Your instructions
Write out the entries again exactly as they are given.

[Records from a data source]

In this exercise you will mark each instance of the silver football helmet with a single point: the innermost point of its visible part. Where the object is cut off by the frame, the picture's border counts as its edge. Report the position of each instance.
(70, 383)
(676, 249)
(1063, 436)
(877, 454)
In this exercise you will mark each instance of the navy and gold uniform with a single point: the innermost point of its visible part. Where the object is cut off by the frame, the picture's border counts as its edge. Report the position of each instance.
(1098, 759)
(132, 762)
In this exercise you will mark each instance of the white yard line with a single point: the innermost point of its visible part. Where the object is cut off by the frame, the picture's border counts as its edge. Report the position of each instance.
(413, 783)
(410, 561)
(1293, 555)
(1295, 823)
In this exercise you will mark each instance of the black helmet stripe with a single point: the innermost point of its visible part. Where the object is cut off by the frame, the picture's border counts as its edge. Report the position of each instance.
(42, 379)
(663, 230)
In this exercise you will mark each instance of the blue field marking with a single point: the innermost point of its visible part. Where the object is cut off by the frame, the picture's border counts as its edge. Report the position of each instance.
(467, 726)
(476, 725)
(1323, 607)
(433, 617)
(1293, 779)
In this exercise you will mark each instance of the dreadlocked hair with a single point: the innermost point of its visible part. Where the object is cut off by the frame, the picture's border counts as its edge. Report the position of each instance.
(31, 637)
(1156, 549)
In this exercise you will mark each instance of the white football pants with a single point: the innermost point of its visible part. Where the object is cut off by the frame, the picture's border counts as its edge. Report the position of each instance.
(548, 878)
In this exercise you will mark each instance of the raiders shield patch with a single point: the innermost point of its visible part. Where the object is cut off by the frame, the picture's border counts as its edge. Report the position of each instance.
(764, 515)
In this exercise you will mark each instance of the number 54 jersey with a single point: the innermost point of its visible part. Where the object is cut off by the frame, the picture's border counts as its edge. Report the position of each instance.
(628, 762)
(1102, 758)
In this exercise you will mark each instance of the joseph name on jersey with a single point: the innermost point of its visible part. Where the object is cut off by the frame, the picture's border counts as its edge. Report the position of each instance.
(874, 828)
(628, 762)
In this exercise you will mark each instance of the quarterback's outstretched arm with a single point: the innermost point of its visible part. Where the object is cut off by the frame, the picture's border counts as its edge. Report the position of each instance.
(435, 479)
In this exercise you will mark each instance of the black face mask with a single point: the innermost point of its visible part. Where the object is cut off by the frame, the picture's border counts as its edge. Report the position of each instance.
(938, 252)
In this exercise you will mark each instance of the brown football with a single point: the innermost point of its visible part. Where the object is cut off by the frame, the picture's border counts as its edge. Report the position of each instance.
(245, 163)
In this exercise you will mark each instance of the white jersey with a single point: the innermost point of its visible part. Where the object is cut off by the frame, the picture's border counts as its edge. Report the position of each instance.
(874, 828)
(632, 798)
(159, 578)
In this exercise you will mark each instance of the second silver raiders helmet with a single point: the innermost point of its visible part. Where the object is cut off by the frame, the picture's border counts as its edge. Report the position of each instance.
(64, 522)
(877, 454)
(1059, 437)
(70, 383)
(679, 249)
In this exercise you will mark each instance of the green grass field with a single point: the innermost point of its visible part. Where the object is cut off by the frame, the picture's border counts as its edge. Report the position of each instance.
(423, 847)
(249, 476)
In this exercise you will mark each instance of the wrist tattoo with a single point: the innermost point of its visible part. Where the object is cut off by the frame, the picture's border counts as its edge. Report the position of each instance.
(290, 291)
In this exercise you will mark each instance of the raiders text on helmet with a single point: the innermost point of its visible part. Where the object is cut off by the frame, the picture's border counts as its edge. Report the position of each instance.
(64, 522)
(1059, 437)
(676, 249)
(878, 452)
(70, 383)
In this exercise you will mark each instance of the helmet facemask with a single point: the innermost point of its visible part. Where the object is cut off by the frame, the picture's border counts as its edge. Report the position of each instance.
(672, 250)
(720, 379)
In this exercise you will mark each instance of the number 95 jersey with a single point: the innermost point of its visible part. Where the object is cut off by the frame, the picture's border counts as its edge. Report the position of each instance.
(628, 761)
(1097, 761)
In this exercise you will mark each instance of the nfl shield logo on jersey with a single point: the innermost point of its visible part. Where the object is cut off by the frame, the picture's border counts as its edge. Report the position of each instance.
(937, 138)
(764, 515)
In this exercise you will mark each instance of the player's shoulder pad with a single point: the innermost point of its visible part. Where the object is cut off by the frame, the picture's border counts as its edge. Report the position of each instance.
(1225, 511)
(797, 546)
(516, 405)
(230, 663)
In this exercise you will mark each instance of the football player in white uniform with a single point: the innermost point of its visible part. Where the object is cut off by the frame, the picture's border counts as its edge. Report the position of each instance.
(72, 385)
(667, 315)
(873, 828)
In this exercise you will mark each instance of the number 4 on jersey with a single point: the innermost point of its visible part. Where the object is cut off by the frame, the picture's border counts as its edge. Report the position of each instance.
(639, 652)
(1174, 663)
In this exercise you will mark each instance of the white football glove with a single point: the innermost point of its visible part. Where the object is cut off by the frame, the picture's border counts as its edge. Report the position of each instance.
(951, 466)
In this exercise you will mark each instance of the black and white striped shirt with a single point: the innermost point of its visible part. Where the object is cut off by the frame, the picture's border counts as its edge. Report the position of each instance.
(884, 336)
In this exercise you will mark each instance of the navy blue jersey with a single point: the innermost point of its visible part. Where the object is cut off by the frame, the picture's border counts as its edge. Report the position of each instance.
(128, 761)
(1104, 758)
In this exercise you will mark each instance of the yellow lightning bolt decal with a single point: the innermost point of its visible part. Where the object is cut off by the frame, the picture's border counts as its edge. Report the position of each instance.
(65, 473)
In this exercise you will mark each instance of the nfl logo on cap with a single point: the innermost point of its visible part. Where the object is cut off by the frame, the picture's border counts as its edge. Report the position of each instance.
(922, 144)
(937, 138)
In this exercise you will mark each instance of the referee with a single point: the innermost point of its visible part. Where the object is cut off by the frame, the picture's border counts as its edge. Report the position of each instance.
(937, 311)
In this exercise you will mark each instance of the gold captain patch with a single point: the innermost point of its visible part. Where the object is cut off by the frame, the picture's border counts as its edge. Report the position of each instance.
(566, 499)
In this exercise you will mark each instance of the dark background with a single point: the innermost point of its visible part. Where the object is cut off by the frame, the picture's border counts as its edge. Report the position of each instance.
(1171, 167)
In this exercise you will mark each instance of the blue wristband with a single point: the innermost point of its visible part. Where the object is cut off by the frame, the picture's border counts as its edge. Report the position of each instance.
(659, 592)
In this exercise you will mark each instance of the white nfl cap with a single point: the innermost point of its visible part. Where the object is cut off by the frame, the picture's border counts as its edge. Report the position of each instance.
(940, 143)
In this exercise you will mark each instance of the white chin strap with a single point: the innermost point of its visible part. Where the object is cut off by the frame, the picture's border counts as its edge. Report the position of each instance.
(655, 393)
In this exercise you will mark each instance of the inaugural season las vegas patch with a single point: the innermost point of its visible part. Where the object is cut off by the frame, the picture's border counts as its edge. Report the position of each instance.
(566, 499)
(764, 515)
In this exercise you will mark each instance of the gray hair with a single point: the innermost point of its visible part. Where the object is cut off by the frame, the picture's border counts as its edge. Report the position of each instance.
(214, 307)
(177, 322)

Response area
In this exercise you will mark each instance of the silver football helmet with a single point: the innermost point of its visible part. Where the object is cut off by the frame, the picture's border counts as its edge. Report the position of each instance.
(70, 383)
(676, 249)
(1063, 436)
(877, 454)
In this exercise you will mark each instance of the navy and gold uniform with a single point: the innermost point of its visible part. Where the object is cut off by the frame, the picture's border counts as its edge. Report the position of each instance.
(1098, 759)
(132, 762)
In this exercise you will mark each instance of the white yard line with a single point: the innermost point of its visible part. Where the object is cut off by the frame, the picture's border counts as its edge. Report the position of each instance.
(413, 783)
(410, 561)
(1293, 555)
(1295, 823)
In this exercise you will mark each instance of the black helmet stripe with a single point: the innermost point of its visible part. Where the object is cut off by the frame, the picture's border counts as its edge. Report the position of each instance.
(42, 379)
(663, 230)
In this exercise you will mark each instance of the blue field marking with a single point: the innermost point of its visible part. Where the object is cut off by the frame, the picture's border counts as its edge. Report the position of each instance.
(467, 726)
(476, 725)
(1323, 607)
(433, 617)
(1293, 779)
In this exercise you will mark each instance of the dreadlocked hair with a single point: the innermost point of its visible part. Where the object is cut off by the frame, the picture's border counts as its edge. Report the position of each instance.
(31, 637)
(1156, 549)
In this exercise you will mark each instance of the white football pants with a single point: the innermost point of its visible part. Where the object is cut off by the frame, the picture's border counts as its edge. Report the position of each instance.
(548, 878)
In this exercise you will mark each instance of the raiders shield patch with a single point: the innermost point of its visible part. Where the object is cut off by the frame, the picture's border counts as its edge. Report the position of each instance.
(764, 515)
In this exercise you will mark each instance of the number 54 jersey with a single point: the innermost point of its visible part. Where the object is cut off by the frame, the picture's border counts as its edge. Report the position of each instance.
(628, 762)
(1102, 758)
In this exercise you will mark each instance of the joseph name on jersey with a single point: the innermost point of its visible part. Where the object is cut off by the frame, the picture's border counts as its edge. Report the position of each instance.
(874, 828)
(628, 762)
In this exercise you will mark each instance of the quarterback's outstretched arm with a single point: the innermost point of its visible part. Where the object is cut off by the frame, the picture's border counts as its edge. Report the position of each instance.
(435, 479)
In this exercise you will mark each instance of the black face mask with a single point: the innermost point of its visible part. Where the object is cut off by the frame, the picture's border counts as its edge. Report the position of each instance.
(938, 252)
In this exercise you will mark each instance of the brown football with a single point: the innermost point of its visible part. Where the object is cut off by the frame, the picture's border counts as its edge. Report the position of each instance.
(245, 163)
In this exercise you will mark each instance of the white jersey with a single point: the innermost point of its visible part. Where the object is cut off by the frame, the picture's border counts as its edge. Report the position of each instance.
(874, 828)
(632, 798)
(159, 578)
In this exercise you will mark each instance of the second silver raiders helmet with a single point: the innermost point of its visible part. Where the object is cut off by the frame, the picture's border counts as its edge. Report the position of each instance.
(64, 522)
(877, 454)
(1059, 437)
(70, 383)
(679, 249)
In this exercise you will mark each instance of the green grass field with a single point: the innermost point of its visible part. Where the object is cut off by the frame, the picture's border counts as its edge. Report the position of each instance.
(423, 847)
(249, 476)
In this exercise you will mark each instance of the wrist tattoo with a single point: the innermost point of its visible part. Where the object is cut off by the frame, the picture's border counts as its edge. Report the position of each instance.
(290, 291)
In this exercise you will mark each instance of the raiders text on helmet with a single point: the innermost point of its visible part. Where the object is cut off by the frame, the picture's border counts as its edge. Report the position of each instance.
(64, 522)
(1059, 437)
(676, 249)
(878, 452)
(70, 383)
In this exercise you will mark each instance of the helmet facemask with a single point: the innermost point of its visible part. Where the object is cut off by the frame, the picture's border counts as its edge. Report the position of each instance.
(672, 250)
(720, 379)
In this exercise you will mark each instance of the number 95 jersey with a single point: the innermost point of its visible part. Where the object is cut off by the frame, the picture's border counts as its edge. Report the position of each instance.
(628, 761)
(1097, 761)
In this exercise you will mark each instance of the nfl shield logo on jersey with a single point: the innermost point of its visible part. Where the object is cut off by the frame, the picture's border counts as its edge. Report the position of each instance.
(937, 138)
(764, 515)
In this exercise you will mark each instance of the player's shoulder pad with a single point: the innermost point of its visible part. Where the object is cut off by the frame, the picture's border counts as its edge. Report the position of each instance.
(1225, 511)
(797, 546)
(516, 405)
(230, 663)
In this exercise you will mark each instance of the football player in white uniform with a single point: the innermost point of its visible part. Where the object is cut off by the frame, the picture's border counts as its edge. Report the position of each instance.
(72, 385)
(667, 315)
(873, 828)
In this exercise you will mark each instance of the number 4 on jersey with a single point: the innermost point of its visible part. Where the object is cut off by the frame, the picture's border counts as its edge. Report the position of each instance.
(639, 652)
(1174, 663)
In this exercise you will mark each instance of the white football glove with a single point: the innermost point of its visible part. Where the object is cut off by the frame, the picture's border counts as its edge. Report the position of each instance.
(951, 466)
In this exercise you will mark each instance of the black and white striped shirt with a single point: the innermost point of its visible part. Where the object is cut off by the frame, the picture's border counts as its edge. Report the position of each instance.
(884, 336)
In this exercise you will mark each instance of the navy blue jersey with a single point: the innermost point of its visible part. Where the object is cut off by the frame, the picture's border counts as its edge. Report the position of each instance.
(128, 761)
(1104, 758)
In this exercise you will mark each instance of the yellow lightning bolt decal with a single point: the innermost point of its visible part. Where the object is cut off by the frame, the picture's border counts as its edge. Report the position of each instance.
(65, 473)
In this exercise you will mark each instance of the nfl logo on cap with a single point: the innermost point of its visible part. Where the object is cut off by the frame, the picture's border counts as its edge. Report the position of each instance.
(922, 144)
(937, 138)
In this exercise you will mark each instance of the referee with a single point: the innermost point of its visible part. Where the object is cut off by the frame, the picture's border counts as its edge. Report the position of each instance.
(937, 311)
In this exercise you will mark each instance of the gold captain patch with a single point: the innermost point of its visible part. Where the object is cut off by the frame, the picture's border counts as its edge. Report the position of each instance.
(566, 499)
In this exercise you will mark each instance of the dark background with a single point: the innermost point of its visible part. Where the object is cut off by the frame, the picture's border counts as its edge. Report the position of each instance.
(1171, 167)
In this exercise you will mark each instance of the blue wristband with a single point: the innermost point of its visible part. Where the object is cut off by the frame, the picture's border counts as its edge. Report the position of each instance.
(659, 592)
In this exercise you will mark each instance of the white nfl cap with a single point: the innermost point of its visible part. Where the object is cut off by the frame, the picture's border counts as its edge. Report the position of each instance.
(940, 143)
In this exercise you will mark each instance of the white chin strap with a single point: the innermost point of its visible part. Where the object is cut off by the frame, the picture's border counts as its edge. Report the position of each instance.
(655, 393)
In this exercise you will mark each instance of the inaugural season las vegas patch with a single point: the innermost point of its visible part. Where the object is cut off by the frame, the picture's border counts as its edge. Report the position of each instance.
(566, 499)
(764, 515)
In this exercise you will mark each instance of the gray hair with a single point: the innermost point of its visible part. Where the object is cut off by the frame, the picture's border counts as its edge. Report the position of each instance.
(214, 307)
(177, 322)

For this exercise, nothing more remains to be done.